** Begin Text section **
Query the specific metric:
kubectl get --raw "/apis/custom.metrics.k8s.io/v1beta1/namespaces/vlm/services/cosmos-reason1-7b/e2e_request_latency_seconds_over_1s_fraction" | jq .
Expected output:
{
"kind": "MetricValueList",
"apiVersion": "custom.metrics.k8s.io/v1beta1",
"metadata": {},
"items": [
{
"describedObject": {
"kind": "Service",
"namespace": "vlm",
"name": "cosmos-reason1-7b"
},
"metricName": "e2e_request_latency_seconds_over_1s_fraction",
"timestamp": "2025-11-06T12:00:00Z",
"value": "200m"
}
]
}
3. NIM Service with HPA Configuration#
The NIMService custom resource combines the NIM deployment with HPA configuration.
** End Text section **
** Begin Extracted entries **
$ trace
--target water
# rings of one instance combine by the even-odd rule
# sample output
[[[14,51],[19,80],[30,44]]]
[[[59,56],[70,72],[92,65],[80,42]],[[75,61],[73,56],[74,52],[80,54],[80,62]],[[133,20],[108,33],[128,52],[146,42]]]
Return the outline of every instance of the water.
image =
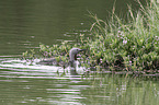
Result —
[[[116,1],[126,15],[129,0]],[[109,16],[113,0],[1,0],[0,105],[158,105],[158,79],[118,74],[77,75],[68,69],[19,59],[30,48],[89,34],[91,11]]]

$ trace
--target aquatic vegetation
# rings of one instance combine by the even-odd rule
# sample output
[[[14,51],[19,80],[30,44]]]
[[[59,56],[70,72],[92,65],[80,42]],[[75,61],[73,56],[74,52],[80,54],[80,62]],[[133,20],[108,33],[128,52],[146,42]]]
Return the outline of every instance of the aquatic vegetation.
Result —
[[[109,22],[100,20],[91,13],[95,22],[91,26],[91,36],[79,36],[80,42],[72,45],[65,40],[61,45],[39,45],[38,54],[44,58],[56,57],[68,61],[68,52],[72,47],[87,49],[81,65],[110,70],[146,71],[159,70],[159,3],[151,0],[140,10],[133,12],[128,7],[127,21],[112,13]],[[35,52],[24,52],[24,58],[33,58]]]

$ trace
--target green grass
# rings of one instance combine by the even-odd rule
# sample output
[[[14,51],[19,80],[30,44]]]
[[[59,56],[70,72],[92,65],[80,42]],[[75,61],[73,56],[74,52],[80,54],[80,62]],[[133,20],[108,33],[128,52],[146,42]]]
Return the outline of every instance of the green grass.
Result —
[[[80,35],[80,42],[71,45],[39,45],[38,54],[57,57],[68,61],[68,50],[72,47],[88,49],[82,60],[87,68],[100,66],[110,70],[149,71],[159,70],[159,3],[151,0],[133,12],[128,7],[126,22],[112,12],[110,21],[100,20],[91,14],[94,23],[91,37]],[[60,56],[59,56],[60,55]],[[35,58],[35,52],[23,52],[24,58]]]

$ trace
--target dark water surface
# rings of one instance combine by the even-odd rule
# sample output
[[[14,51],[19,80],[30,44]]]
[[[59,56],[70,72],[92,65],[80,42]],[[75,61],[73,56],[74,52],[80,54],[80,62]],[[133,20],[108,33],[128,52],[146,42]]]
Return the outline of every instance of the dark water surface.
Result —
[[[116,0],[118,15],[126,15],[127,3],[138,8],[133,0]],[[106,20],[113,4],[113,0],[0,0],[0,105],[158,105],[158,79],[82,77],[15,59],[39,43],[59,44],[89,34],[93,21],[88,11]]]

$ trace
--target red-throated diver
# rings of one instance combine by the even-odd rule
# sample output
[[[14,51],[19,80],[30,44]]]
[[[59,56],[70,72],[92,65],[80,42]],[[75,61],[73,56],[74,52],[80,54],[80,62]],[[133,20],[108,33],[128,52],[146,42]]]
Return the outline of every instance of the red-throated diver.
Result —
[[[76,60],[77,60],[77,54],[79,51],[83,51],[86,49],[80,49],[80,48],[71,48],[70,51],[69,51],[69,65],[70,67],[75,67],[76,68]],[[58,65],[58,63],[63,63],[63,65],[66,65],[64,61],[61,62],[57,62],[56,59],[52,58],[52,59],[48,59],[48,60],[42,60],[38,62],[39,65]]]

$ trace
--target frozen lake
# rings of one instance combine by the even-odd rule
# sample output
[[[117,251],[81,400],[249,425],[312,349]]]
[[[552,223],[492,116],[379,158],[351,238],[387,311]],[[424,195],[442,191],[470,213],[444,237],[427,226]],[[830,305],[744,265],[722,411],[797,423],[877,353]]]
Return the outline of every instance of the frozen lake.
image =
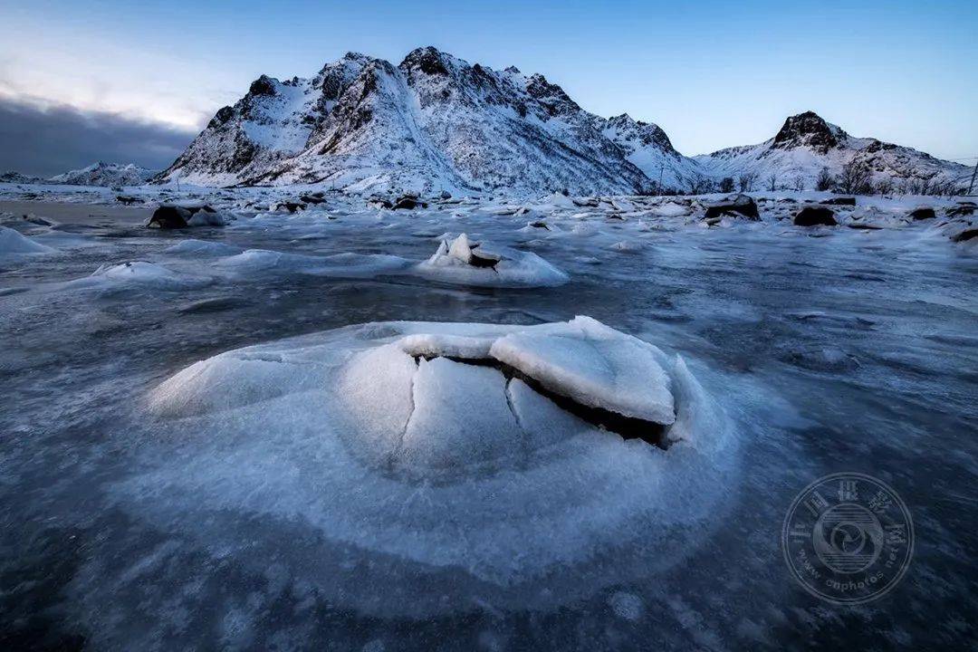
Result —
** End Extracted entries **
Task prompt: Copy the Kubernetes metric query text word for word, from start to finish.

Exercise answer:
Query the specific metric:
kubectl get --raw "/apis/custom.metrics.k8s.io/v1beta1/namespaces/vlm/services/cosmos-reason1-7b/e2e_request_latency_seconds_over_1s_fraction" | jq .
Expected output:
{
"kind": "MetricValueList",
"apiVersion": "custom.metrics.k8s.io/v1beta1",
"metadata": {},
"items": [
{
"describedObject": {
"kind": "Service",
"namespace": "vlm",
"name": "cosmos-reason1-7b"
},
"metricName": "e2e_request_latency_seconds_over_1s_fraction",
"timestamp": "2025-11-06T12:00:00Z",
"value": "200m"
}
]
}
3. NIM Service with HPA Configuration#
The NIMService custom resource combines the NIM deployment with HPA configuration.